Entries ::

------------------------------------------------

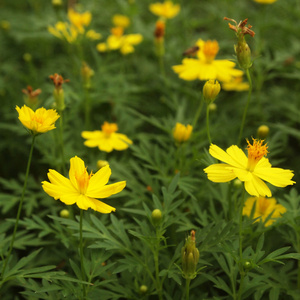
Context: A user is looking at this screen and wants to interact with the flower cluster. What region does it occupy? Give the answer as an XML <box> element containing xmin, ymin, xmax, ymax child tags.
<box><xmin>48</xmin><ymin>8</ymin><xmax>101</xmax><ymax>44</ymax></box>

------------------------------------------------

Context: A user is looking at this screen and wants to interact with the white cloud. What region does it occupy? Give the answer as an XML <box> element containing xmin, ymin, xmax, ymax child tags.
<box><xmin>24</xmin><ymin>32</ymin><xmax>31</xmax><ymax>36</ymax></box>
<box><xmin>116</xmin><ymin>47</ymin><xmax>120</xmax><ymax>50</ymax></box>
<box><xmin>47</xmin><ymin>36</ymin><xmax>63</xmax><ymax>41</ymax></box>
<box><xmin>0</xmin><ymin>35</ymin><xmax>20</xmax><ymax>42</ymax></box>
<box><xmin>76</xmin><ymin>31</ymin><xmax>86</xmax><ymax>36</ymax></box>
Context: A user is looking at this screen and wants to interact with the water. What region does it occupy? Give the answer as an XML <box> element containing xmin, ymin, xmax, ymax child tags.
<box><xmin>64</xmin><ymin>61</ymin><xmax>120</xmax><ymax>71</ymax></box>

------------------------------------------------

Request :: Pull out every line of the records above that contains the word "does". Copy those lines without changes.

Reply to the exercise ::
Context: A user is looking at this screen and wants to interact with the flower cluster. What region does it occupy? Give the answer as an XML <box> element containing xmin, ymin, xmax, ymax child tags.
Context: A user is looking at this screen and wants to interact with the white cloud. What region does it occupy? Give the answer as an XML <box> element containing xmin, ymin, xmax, ymax child tags.
Context: A user is looking at this screen and wants to interact with the water. What region does it occupy? Give the answer as an XML <box> element containing xmin, ymin, xmax, ymax child tags.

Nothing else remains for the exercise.